● Ziel: Gib aus dem Text zum Grundeinkommen die Passage von „Die Grundeinkommensbewegung hat“ bis einschließlich „und betreibt Etikettenschwindel.“ wortgetreu aus.

● Textauszug:
════

Die Grundeinkommensbewegung hat Zulauf - Auch an Bremsklötzen

 

Das Konzept eines Existenzgeldes bzw. be- dingungslosen Grundeinkommens für alle findet immer mehr Anhänger. Inzwischen hat sich ein 'Netzwerk Grundeinkommen' gegründet. In Wien fand im Oktober ein Kongress zur Thematik statt. Die Debatte ist ins Rollen gekommen. Es gibt jedoch jede Menge Bremsklötze. Das radikale Umdenken weg von der auf Erwerbsarbeit zentrierten Gesellschaft fällt schwer, obwohl deren Auflösungserscheinungen kaum noch zu übersehen sind. Mancher Forderungskatalog verwässert das Konzept und betreibt Etikettenschwindel.

 

 

Gern wird die Forderung nach einem be- dingungslosen Grundeinkommen immer noch ins Reich des Utopischen verwiesen. Die Gegner dürfen folgende von den Medien totgeschwiegene Tatsache zur Kenntnis nehmen: Brasiliens Regierung hat bereits Ende 2003 für 2005 bis 2008/10 die stufenweise Einführung einer Grundsicherung für alle ohne Arbeitszwang und Bedürftigkeitsprüfung beschlossen. Wenn auch auf niedrigstem Niveau. Zunächst ist eine Ausdehnung der Familienunterstützung geplant. Nicht sicher ist, ob die Umsetzung gelingt. Es gibt sehr viel Widerstand. Bezeichnenderweise nicht nur aus den konservativen und liberalen Lagern. Auch Sozialdemokraten und Gewerkschaften wenden sich dagegen. Dasselbe Lied hüben wie drüben. Der Mehrheit der Linken fällt es nach wie vor schwer, sich mit dem Ende der Erwerbsgesellschaft abzufinden. Zaghaft wagt man ein paar Schritte Richtung Grundsicherung für alle, scheut aber die klare Trennung zwischen Lohnbeschäftigung und existenzieller Absicherung.

 

 

In Deutschland debattiert inzwischen ein runder Tisch der Erwerbslosen- und Sozialhilfeorganistionen über das Thema. Was hier rund sein soll, weist auffällig viele Ecken auf. Angefangen mit begrifflichen Haarspaltereien. Wie nennt man das Kind? Grundsicherung, Bürgergeld oder Grund- einkommen? Man hat sich für Letzteres entschieden. Radikale Befürworter sehen darin die Wiederauflage der alten Existenzgeldforderung aus den 80er Jahren. Die festgesetzten Kriterien sind: Bedingungslose Gewährung an alle Bürger, existenz- sichernde Höhe, kein Arbeitszwang, keine Bedürftigkeitsprüfung, keine Anrechnung von Vermögen und anderen Einkommen, auszuzahlen als Sozialdividende an alle.

════

● Vorliegende Angaben:
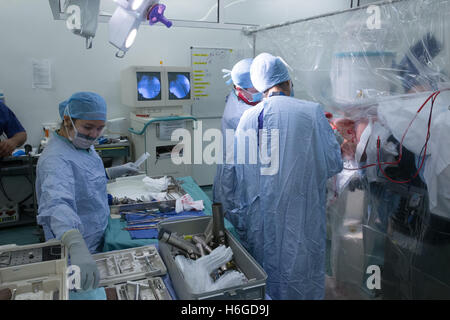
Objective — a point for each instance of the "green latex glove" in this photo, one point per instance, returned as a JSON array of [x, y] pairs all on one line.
[[81, 257]]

════

● Ergebnis:
Die Grundeinkommensbewegung hat Zulauf - Auch an Bremsklötzen

 

Das Konzept eines Existenzgeldes bzw. be- dingungslosen Grundeinkommens für alle findet immer mehr Anhänger. Inzwischen hat sich ein 'Netzwerk Grundeinkommen' gegründet. In Wien fand im Oktober ein Kongress zur Thematik statt. Die Debatte ist ins Rollen gekommen. Es gibt jedoch jede Menge Bremsklötze. Das radikale Umdenken weg von der auf Erwerbsarbeit zentrierten Gesellschaft fällt schwer, obwohl deren Auflösungserscheinungen kaum noch zu übersehen sind. Mancher Forderungskatalog verwässert das Konzept und betreibt Etikettenschwindel.